- REQUEST
Give back, unchanged, each line from the one containing "Target: rusty red shipping container" through the last line of the entries below.
::::
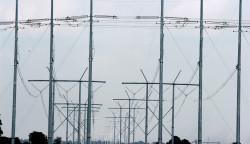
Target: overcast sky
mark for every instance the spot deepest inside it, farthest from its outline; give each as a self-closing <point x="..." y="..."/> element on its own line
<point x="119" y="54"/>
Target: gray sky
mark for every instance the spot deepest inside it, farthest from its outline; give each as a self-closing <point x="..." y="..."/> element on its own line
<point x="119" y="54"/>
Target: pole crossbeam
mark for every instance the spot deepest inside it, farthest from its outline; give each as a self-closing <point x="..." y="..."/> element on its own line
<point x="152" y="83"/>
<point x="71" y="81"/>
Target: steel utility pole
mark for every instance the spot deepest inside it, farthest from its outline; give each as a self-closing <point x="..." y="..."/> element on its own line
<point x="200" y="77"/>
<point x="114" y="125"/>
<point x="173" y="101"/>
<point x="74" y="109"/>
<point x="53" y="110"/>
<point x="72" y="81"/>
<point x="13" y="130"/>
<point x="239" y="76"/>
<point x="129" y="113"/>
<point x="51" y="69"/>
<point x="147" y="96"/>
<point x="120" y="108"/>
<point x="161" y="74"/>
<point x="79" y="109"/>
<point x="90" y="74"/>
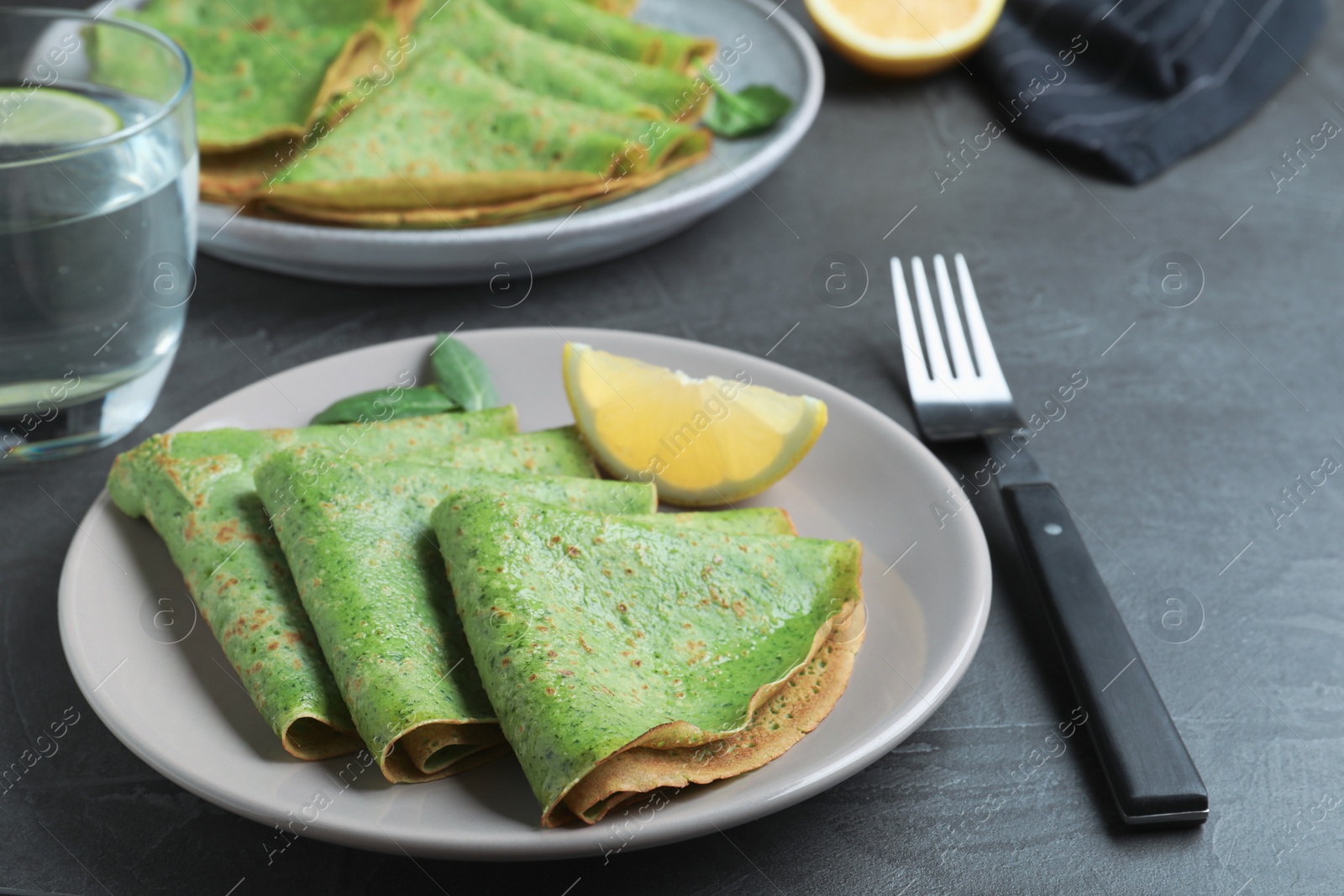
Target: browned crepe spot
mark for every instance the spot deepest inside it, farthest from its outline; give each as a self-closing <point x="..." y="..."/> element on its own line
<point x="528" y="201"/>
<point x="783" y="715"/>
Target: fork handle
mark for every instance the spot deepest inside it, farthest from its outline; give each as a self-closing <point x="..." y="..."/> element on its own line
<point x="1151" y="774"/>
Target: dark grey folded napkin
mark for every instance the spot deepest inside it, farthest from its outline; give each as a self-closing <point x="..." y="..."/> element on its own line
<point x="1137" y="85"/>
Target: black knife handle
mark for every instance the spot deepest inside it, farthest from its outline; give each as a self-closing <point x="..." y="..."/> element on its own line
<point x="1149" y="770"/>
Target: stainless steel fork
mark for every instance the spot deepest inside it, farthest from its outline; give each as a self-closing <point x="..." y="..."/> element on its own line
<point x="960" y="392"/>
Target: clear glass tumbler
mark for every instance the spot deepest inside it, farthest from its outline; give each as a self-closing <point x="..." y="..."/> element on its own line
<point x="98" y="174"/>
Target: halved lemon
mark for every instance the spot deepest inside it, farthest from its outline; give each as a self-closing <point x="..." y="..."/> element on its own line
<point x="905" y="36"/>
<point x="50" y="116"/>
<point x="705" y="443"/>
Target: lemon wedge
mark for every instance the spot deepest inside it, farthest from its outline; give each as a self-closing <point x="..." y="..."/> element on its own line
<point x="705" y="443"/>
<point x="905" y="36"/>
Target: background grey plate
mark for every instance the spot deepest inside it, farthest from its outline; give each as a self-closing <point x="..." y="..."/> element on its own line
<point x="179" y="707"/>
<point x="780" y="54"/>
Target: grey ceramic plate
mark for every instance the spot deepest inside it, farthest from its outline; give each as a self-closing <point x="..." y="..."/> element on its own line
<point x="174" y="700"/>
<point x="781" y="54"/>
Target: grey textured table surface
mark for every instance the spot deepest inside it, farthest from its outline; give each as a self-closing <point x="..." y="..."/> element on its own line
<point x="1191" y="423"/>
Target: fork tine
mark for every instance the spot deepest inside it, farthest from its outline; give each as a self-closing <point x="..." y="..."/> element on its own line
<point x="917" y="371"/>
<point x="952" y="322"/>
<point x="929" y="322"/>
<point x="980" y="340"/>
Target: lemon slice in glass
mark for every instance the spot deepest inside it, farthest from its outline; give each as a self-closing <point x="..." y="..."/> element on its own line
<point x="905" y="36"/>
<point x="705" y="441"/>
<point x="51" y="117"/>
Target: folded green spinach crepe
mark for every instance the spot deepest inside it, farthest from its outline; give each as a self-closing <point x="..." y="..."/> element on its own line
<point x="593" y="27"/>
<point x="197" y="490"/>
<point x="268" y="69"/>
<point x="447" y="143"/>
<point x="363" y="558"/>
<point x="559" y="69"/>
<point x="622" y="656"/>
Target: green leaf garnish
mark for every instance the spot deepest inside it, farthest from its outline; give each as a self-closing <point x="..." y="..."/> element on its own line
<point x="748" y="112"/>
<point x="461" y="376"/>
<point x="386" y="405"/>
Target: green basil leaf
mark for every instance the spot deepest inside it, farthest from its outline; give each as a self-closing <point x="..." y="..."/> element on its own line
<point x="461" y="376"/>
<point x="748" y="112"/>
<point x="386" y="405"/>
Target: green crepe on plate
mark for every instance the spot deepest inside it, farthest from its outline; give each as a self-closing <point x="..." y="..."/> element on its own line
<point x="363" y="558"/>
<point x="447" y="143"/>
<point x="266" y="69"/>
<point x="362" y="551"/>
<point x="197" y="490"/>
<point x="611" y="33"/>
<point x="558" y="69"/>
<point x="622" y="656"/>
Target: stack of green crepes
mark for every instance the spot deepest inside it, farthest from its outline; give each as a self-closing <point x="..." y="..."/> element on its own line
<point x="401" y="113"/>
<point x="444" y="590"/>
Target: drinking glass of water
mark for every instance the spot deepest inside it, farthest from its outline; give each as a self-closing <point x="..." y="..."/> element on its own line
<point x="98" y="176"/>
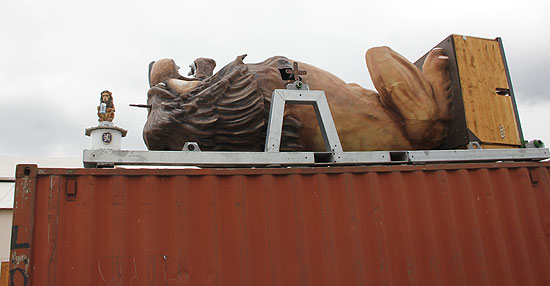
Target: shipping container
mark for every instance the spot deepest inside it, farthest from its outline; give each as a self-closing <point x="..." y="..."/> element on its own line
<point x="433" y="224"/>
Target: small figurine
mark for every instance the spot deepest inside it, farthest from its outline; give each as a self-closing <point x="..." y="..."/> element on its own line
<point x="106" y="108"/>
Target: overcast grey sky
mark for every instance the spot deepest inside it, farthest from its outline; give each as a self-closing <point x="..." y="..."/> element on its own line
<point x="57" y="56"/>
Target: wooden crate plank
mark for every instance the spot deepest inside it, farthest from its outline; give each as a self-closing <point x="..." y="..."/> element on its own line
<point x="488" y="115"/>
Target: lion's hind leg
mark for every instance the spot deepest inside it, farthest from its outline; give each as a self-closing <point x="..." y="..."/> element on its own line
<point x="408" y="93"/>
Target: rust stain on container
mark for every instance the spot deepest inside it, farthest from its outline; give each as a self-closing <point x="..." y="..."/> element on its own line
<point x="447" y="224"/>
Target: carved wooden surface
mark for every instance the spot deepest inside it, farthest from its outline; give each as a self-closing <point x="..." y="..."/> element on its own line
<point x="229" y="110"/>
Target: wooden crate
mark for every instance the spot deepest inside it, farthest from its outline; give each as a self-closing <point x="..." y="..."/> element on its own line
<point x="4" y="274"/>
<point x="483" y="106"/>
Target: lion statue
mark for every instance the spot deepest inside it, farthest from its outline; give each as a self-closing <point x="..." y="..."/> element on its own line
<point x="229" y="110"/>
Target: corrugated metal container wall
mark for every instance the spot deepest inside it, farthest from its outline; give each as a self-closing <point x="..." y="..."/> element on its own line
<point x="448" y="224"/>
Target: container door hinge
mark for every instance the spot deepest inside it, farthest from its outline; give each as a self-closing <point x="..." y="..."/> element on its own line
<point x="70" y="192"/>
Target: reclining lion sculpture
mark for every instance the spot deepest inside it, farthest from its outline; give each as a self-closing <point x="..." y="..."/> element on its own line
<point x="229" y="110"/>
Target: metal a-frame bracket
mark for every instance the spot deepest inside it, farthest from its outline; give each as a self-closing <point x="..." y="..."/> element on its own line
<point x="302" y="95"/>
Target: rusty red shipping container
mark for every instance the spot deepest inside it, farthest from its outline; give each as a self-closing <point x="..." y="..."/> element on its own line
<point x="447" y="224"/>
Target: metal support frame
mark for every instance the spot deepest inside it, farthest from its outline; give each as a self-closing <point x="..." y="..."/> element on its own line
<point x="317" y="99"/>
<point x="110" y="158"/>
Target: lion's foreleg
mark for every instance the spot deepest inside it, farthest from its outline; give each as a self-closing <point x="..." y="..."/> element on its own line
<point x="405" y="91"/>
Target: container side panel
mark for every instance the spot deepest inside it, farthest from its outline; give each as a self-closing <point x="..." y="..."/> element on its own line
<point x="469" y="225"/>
::::
- ANSWER TO THIS PROBLEM
Target: rusty red shipping container
mark for every instance the spot deepest inside it, farthest from its outline; give each as a self-closing <point x="..." y="..."/> element on its own line
<point x="447" y="224"/>
Target: metal support frame
mark for every instance the spot deepest inside it, farthest from its outline; give each as a self-closing <point x="..." y="..."/> element on its own line
<point x="317" y="99"/>
<point x="110" y="158"/>
Target: lion's foreleg
mark for every instance the spot deepest inside it, farthest from its outline; give each as a self-closing <point x="..." y="..."/> element on its own line
<point x="405" y="91"/>
Target: container side panel
mark for every instance the spot deepest inside it, farthest from its outline; give each as a self-closing <point x="..." y="..."/> element on its own line
<point x="469" y="225"/>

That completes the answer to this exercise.